Exercise description:
Report back each line of the records that contains the string "windshield".

Data section:
_ _ _ _ _
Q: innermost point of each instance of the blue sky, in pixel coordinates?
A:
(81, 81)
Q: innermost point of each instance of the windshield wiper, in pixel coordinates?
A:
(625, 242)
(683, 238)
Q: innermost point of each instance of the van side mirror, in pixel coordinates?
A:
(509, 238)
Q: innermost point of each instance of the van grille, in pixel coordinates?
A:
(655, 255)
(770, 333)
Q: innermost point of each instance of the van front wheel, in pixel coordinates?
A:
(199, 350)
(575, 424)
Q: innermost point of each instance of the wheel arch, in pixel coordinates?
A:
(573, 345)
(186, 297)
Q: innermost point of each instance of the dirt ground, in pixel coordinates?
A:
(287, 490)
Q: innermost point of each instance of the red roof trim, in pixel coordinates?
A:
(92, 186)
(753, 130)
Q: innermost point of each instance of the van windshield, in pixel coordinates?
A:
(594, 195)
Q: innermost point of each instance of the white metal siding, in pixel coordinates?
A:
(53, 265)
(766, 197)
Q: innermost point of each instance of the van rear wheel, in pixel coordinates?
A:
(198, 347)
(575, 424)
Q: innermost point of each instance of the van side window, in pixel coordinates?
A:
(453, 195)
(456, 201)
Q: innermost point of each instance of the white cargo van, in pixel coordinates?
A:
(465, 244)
_ _ _ _ _
Result:
Q: innermost point of each instance of the windshield wiper, in pixel coordinates?
Q: innermost point of each instance of the van windshield, in pixel coordinates?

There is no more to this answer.